## PROBLEM DESCRIPTION
Quote all of the entries word for word.

## DATA FOR THIS EXERCISE
◇ ◇ ◇ ◇ ◇ ◇ ◇
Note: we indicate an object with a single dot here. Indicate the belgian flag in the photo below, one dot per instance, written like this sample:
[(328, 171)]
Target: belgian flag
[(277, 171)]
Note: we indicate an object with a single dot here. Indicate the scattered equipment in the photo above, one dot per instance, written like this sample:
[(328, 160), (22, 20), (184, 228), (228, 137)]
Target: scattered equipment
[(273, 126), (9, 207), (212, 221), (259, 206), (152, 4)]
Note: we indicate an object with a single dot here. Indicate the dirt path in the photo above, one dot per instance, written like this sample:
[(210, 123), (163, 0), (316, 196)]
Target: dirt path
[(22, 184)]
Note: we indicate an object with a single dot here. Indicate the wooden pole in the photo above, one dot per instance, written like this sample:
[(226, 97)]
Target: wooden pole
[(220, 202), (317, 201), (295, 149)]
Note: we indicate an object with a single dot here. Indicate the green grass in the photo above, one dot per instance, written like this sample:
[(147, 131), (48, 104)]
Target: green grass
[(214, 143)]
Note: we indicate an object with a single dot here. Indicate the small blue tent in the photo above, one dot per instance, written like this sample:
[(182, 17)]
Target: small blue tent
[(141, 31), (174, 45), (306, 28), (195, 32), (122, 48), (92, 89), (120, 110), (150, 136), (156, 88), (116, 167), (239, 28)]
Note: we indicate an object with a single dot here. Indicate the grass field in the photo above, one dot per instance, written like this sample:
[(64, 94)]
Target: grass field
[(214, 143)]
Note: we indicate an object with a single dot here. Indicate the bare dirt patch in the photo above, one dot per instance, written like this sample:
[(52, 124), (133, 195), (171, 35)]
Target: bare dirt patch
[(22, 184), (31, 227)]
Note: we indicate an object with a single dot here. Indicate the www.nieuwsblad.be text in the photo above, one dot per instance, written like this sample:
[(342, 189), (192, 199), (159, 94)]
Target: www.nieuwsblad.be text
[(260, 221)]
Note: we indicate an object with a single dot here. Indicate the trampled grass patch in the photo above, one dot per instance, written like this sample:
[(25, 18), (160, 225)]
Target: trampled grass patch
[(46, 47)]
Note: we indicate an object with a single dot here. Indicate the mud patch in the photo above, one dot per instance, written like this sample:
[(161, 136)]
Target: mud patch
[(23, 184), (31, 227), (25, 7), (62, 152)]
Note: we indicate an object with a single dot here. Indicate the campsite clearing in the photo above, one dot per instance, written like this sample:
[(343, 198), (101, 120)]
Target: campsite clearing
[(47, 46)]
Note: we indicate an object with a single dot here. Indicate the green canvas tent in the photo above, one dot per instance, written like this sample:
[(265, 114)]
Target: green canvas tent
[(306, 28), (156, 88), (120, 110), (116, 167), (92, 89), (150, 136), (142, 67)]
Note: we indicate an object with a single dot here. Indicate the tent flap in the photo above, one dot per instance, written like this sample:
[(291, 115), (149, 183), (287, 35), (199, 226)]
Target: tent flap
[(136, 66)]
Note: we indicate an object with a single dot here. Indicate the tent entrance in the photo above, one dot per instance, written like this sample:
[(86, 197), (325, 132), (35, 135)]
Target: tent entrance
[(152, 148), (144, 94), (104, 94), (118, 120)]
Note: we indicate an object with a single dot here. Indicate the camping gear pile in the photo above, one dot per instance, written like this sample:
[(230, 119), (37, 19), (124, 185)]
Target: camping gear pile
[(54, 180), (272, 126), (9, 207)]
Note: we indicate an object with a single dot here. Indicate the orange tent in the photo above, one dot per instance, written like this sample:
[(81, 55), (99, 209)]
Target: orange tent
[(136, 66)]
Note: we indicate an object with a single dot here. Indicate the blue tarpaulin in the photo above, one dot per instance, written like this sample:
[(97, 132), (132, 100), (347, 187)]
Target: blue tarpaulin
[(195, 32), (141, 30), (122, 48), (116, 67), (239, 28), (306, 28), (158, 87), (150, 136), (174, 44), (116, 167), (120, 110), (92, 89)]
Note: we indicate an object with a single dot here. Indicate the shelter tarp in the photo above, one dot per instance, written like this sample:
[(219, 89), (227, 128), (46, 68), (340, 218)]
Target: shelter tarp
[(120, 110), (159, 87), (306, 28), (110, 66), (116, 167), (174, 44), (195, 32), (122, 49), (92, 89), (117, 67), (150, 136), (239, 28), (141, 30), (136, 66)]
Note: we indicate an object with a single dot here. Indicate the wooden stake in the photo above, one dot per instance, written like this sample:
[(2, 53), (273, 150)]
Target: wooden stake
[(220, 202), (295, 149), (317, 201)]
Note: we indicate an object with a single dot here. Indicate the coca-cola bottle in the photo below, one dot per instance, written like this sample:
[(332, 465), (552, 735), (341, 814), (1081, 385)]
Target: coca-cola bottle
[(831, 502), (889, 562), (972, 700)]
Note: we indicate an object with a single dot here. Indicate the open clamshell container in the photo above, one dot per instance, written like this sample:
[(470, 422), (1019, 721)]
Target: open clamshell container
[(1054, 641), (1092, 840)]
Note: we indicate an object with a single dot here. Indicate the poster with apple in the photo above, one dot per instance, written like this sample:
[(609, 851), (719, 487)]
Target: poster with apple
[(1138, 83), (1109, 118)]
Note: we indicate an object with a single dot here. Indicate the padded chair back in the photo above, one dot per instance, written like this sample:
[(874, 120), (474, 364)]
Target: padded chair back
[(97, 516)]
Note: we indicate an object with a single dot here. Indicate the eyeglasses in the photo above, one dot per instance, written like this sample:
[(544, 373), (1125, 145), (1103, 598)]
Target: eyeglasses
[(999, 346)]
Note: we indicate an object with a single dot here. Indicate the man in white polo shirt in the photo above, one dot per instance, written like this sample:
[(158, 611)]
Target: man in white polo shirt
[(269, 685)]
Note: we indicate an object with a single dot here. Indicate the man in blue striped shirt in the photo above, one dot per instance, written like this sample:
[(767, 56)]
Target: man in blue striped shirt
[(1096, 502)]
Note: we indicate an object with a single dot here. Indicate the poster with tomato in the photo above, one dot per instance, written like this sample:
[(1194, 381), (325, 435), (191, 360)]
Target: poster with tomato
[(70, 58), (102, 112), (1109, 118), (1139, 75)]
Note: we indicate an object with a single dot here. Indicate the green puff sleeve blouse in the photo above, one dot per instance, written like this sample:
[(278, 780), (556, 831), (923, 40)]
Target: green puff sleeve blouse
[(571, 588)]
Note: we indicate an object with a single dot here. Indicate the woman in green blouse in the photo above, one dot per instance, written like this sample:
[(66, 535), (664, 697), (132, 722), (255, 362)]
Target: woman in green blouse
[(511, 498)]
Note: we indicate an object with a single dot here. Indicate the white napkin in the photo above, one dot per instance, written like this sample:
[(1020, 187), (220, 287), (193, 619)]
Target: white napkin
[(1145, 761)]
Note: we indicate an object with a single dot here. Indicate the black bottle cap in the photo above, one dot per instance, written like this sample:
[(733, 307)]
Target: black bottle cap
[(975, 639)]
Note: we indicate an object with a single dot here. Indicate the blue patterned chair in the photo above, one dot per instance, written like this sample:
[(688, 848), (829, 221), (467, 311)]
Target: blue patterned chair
◇ ◇ ◇ ◇ ◇ ◇ ◇
## WRITTEN RESPONSE
Note: we indicate an object with a single dot here. Indicate the belgian flag in the photo below, one dot per instance, written like this sample:
[(328, 171)]
Target: belgian flag
[(277, 171)]
Note: we indicate an object with a single dot here. Indicate the scattered equipment in the photo above, one dot per instance, written like this sample:
[(328, 160), (22, 20), (184, 228), (228, 137)]
Target: scattered equipment
[(273, 126), (9, 207), (212, 221), (259, 206), (152, 4)]
Note: we indicate an object with a single dot here. Indicate the dirt path in the photo above, one dot per instance, written like this sample:
[(210, 123), (163, 0), (316, 196)]
Target: dirt path
[(22, 184)]
Note: we indicate an object with a single dot here. Indicate the wooden pole in the photo above, one dot per instance, written like this sample:
[(226, 97)]
Target: wooden pole
[(220, 202), (317, 201), (295, 149)]
Note: we indicate an object with a single dot here. Indicate the green grass in the photo above, one dot per instance, written like this sample:
[(147, 131), (48, 104)]
Target: green grass
[(214, 143)]
Note: we indicate an object with a single dot here. Indicate the small blue tent in the photo above, one dot per instance, written like this sample:
[(182, 17)]
Target: small blue tent
[(141, 31), (174, 45), (306, 28), (195, 32), (122, 48), (92, 89), (120, 110), (150, 136), (156, 88), (116, 167), (239, 28)]
Note: we indicate an object with a single dot here. Indicate the grass field in the photo above, one dot per instance, written like this sample:
[(64, 94)]
Target: grass field
[(214, 143)]
Note: we indicate an object with a single dot here. Indicate the bare dirt patch in the photo above, one dot per instance, written like this sample:
[(52, 124), (133, 195), (171, 35)]
Target: bare dirt patch
[(22, 184), (31, 227)]
Note: we indicate an object with a single dot here. Indicate the www.nieuwsblad.be text in the photo above, one dot per instance, written like this sample:
[(342, 189), (192, 199), (159, 94)]
Target: www.nieuwsblad.be text
[(260, 221)]
Note: we indicate an object with a single dot here. Indicate the trampled grass patch in the photo above, one dot per instance, written like this sample:
[(25, 18), (160, 225)]
Target: trampled grass patch
[(46, 47)]
Note: we indicate an object with a single dot here. Indicate the mud patch in the photo above, one dot per instance, written like this sample:
[(161, 136)]
Target: mud patch
[(23, 184), (31, 227), (25, 7), (62, 152)]
Note: we indicate an object with a single dot here. Indicate the campsite clearing in the photo above, one dot per instance, written like this sample:
[(343, 198), (101, 120)]
Target: campsite clearing
[(47, 46)]
Note: we indicate an object with a single dot here. Indicate the green canvas tent in the photo above, one dot per instance, written like this sample:
[(265, 114)]
Target: green canvas tent
[(306, 28), (156, 88), (120, 110), (116, 167), (92, 89), (150, 136), (142, 67)]
Note: we indicate an object with a single dot here. Indicate the tent flap in the photo above, one dot per instance, written like this sample:
[(291, 115), (149, 183), (287, 35), (199, 226)]
Target: tent flap
[(136, 66)]
Note: we indicate an object with a single dot here. Indicate the tent entrance in the photo above, one dot per instance, written like this sample:
[(86, 197), (325, 132), (35, 135)]
Target: tent entrance
[(152, 148), (144, 94), (104, 94), (118, 120)]
Note: we indicate an object with a single dot here. Indicate the camping gear pile in the photo above, one dot per instance, written like this sample:
[(230, 119), (37, 19), (124, 185)]
Target: camping gear pile
[(54, 180), (272, 126), (9, 207)]
Note: we indicate an object with a single dot here. Indicate the orange tent in the photo above, one dot per instance, written like this sample:
[(81, 55), (99, 209)]
Target: orange tent
[(136, 66)]
Note: we indicate an object with a single dot here. Indicate the blue tarpaulin in the photo above, one dot per instance, written like this sample:
[(97, 132), (132, 100), (347, 187)]
Target: blue tarpaulin
[(195, 32), (141, 30), (122, 48), (116, 67), (239, 28), (306, 28), (158, 87), (150, 136), (174, 44), (116, 167), (120, 110), (92, 89)]
Note: we indicate an object with a single dot here. Indicate the shelter tarp in the photo above, one dot per instance, written like this sample:
[(219, 89), (227, 128), (46, 68), (340, 218)]
Target: shelter tarp
[(120, 110), (159, 87), (306, 28), (110, 66), (116, 167), (174, 44), (195, 32), (122, 49), (92, 89), (117, 67), (150, 136), (239, 28), (141, 30), (136, 66)]
Note: we indicate an object with a single dot here. Indicate the wooden stake in the photo above, one dot per instance, written like this sample:
[(2, 53), (273, 150)]
Target: wooden stake
[(220, 202), (295, 149), (317, 201)]
Note: we indicate an object with a single dot here. Indicate the coca-cola bottle in the photo below, one dot per instance, written like this sample:
[(332, 465), (552, 735), (341, 814), (1081, 385)]
Target: coca-cola bottle
[(831, 502), (889, 562), (972, 700)]
Note: we indicate an object with a single dot here. Indicate the open clamshell container in the photo above, one dot per instance, written like this sample:
[(470, 422), (1019, 721)]
Target: open clamshell container
[(1054, 641), (1092, 840)]
Note: we indicate an object with a single dot here. Indicate the poster with apple in the photo above, one dot per instance, written like this sample:
[(609, 851), (719, 487)]
Target: poster with apple
[(1138, 83), (1109, 118)]
Note: we indicate an object with a single dot here. Indicate the padded chair back in the photo above, one dot per instance, written like this sample:
[(874, 120), (474, 364)]
Target: padded chair back
[(97, 516)]
Note: we indicate an object with a single dot here. Indicate the eyeglasses in the photo above, one dot per instance, written like this sample:
[(544, 373), (1125, 145), (1103, 598)]
Target: eyeglasses
[(999, 346)]
Note: we indicate an object with a single dot here. Indicate the man in white polo shirt in the photo above, one dot per instance, written like this sample:
[(158, 611)]
Target: man in white polo shirt
[(269, 685)]
Note: we indicate an object with a single dot here. Indicate the man in blue striped shirt in the photo above, one dot per instance, written like this sample:
[(767, 56)]
Target: man in blue striped shirt
[(1096, 502)]
Note: we indicate an object with a single dot here. Indicate the poster with tomato in the photo above, one dot per instance, written like this sample:
[(1194, 381), (325, 435), (191, 360)]
Target: poster with tomato
[(70, 58), (102, 112), (1109, 118), (1139, 75)]
Note: we indicate an object with a single dot here. Indicate the green puff sleeve blouse in the photo above, one dot per instance, written like this sample:
[(278, 780), (556, 831), (923, 40)]
Target: green puff sleeve blouse
[(571, 588)]
Note: we indicate an object with a single dot here. Indicate the woman in green blouse in the photo above, one dot per instance, written like this sample:
[(66, 535), (664, 697), (132, 722), (255, 362)]
Target: woman in green blouse
[(511, 498)]
Note: we indicate an object with a single dot here. Indicate the white napkin in the photo above, one dot per instance, written like this sample:
[(1020, 187), (220, 287), (193, 619)]
Target: white napkin
[(1145, 761)]
Note: we indicate an object with a single dot here. Indicate the black bottle cap in the photo above, one dot per instance, written like this sample:
[(733, 307)]
Target: black bottle cap
[(975, 639)]
Note: we indicate an object with a single dot here. Indicate the blue patterned chair in the photo above, one dot per instance, written like this sample:
[(688, 848), (829, 221), (467, 311)]
Target: blue patterned chair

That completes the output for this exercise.